- _Data section_

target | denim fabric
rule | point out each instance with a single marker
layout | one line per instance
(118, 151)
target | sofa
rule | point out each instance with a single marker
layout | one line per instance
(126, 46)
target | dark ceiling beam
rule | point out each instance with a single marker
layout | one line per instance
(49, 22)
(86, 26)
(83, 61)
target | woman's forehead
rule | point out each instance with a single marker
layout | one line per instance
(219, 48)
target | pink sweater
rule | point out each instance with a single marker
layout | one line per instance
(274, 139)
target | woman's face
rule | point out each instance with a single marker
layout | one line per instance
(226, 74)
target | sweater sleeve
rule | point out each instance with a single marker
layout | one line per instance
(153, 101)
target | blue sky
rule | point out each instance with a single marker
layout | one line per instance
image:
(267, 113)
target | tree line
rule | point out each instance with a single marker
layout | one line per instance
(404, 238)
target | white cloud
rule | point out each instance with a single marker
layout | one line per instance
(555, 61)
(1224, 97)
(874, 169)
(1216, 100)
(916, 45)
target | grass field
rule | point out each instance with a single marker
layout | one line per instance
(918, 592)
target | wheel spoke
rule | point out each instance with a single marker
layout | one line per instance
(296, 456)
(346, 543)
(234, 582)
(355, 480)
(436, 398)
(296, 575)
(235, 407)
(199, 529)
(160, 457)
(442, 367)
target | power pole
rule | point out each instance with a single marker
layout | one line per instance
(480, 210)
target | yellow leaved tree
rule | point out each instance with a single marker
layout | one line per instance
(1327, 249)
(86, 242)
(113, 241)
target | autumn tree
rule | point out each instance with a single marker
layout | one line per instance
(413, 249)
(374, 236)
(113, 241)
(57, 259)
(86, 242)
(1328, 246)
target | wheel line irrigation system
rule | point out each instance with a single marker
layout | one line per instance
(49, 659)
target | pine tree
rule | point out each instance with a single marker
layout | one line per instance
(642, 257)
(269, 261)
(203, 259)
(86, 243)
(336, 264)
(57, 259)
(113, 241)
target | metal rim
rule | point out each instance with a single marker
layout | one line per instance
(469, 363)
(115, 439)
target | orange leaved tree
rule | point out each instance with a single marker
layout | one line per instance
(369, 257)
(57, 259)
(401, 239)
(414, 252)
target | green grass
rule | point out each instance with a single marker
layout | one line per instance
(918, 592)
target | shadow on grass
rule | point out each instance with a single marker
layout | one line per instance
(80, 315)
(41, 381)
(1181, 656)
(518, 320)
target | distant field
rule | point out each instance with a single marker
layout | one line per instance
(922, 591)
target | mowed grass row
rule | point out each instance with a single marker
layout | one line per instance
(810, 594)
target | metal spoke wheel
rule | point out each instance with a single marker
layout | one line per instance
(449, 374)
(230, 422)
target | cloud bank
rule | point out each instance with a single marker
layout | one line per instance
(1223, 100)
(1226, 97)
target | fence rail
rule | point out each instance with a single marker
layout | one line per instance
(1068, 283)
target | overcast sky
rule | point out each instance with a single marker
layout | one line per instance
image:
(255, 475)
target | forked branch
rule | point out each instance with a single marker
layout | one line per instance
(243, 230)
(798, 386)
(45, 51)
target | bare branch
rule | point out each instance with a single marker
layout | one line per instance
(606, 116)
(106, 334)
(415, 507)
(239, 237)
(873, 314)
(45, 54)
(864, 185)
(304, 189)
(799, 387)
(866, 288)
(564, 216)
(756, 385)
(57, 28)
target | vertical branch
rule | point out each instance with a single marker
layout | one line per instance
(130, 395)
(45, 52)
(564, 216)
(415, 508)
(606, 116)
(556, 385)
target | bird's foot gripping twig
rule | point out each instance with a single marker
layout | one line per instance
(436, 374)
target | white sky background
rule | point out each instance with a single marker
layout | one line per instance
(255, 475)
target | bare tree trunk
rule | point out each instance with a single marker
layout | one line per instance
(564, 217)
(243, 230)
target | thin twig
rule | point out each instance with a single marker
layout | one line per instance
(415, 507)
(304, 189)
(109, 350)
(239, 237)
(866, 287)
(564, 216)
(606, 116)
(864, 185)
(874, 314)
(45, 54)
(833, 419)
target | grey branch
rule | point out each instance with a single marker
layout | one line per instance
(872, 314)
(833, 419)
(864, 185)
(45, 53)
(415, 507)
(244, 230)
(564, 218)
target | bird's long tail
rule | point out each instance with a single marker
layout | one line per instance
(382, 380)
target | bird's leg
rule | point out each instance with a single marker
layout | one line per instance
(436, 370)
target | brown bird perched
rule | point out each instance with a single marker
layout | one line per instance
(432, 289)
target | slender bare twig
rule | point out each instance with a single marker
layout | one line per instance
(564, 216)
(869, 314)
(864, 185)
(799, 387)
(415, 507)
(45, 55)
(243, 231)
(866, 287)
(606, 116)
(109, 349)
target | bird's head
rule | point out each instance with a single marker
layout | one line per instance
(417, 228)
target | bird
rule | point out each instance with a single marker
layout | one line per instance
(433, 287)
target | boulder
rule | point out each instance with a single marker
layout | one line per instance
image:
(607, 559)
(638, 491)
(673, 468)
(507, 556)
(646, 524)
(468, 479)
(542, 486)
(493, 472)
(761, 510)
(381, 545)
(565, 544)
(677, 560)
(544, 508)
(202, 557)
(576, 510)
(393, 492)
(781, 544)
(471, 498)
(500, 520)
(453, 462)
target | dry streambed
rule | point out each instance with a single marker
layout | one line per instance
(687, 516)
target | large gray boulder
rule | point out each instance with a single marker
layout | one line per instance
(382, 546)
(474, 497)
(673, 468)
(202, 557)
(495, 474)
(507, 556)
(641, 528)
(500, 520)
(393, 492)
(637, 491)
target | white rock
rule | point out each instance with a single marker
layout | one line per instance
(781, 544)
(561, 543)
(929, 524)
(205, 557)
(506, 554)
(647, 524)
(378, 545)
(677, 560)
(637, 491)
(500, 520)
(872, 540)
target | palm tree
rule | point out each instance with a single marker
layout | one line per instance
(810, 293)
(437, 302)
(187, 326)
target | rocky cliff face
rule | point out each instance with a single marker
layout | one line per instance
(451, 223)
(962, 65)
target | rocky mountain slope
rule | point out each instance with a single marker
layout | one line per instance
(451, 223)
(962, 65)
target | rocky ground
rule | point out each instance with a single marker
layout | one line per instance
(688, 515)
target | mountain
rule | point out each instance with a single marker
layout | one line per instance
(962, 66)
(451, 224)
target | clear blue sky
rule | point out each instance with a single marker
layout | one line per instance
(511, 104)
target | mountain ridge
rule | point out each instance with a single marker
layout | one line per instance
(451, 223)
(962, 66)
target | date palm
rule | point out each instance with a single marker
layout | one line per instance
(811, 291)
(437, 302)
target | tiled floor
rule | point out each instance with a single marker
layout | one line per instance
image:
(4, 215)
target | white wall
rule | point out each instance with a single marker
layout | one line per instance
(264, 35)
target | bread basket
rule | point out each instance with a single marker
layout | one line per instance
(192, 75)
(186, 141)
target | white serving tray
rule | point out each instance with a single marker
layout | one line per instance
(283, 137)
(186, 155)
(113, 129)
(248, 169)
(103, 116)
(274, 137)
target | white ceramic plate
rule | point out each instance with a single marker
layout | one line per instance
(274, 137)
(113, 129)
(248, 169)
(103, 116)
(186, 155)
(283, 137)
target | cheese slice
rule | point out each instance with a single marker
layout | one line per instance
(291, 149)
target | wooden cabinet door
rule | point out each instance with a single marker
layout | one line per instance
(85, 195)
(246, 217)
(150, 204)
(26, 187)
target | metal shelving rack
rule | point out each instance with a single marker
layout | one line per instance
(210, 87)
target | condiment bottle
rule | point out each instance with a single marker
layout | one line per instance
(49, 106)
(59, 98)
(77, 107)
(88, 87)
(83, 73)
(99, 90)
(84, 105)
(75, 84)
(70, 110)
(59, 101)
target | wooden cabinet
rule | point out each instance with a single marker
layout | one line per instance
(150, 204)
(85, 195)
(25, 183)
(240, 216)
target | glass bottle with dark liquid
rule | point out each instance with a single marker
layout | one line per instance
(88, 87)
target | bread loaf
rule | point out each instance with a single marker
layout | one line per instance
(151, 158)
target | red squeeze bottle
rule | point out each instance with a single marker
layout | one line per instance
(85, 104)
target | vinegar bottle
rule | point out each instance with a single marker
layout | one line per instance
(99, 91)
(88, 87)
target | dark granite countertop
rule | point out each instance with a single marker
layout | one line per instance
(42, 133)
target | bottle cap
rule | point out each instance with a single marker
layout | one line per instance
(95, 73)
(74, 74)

- _Written task_
Return the lines of the listing from the one containing "target | bottle cap" through the end of the listing, both ends included, reproducing them exactly.

- _Full output_
target | bottle cap
rule | point out each instance with a single marker
layout | one line per instance
(95, 73)
(74, 74)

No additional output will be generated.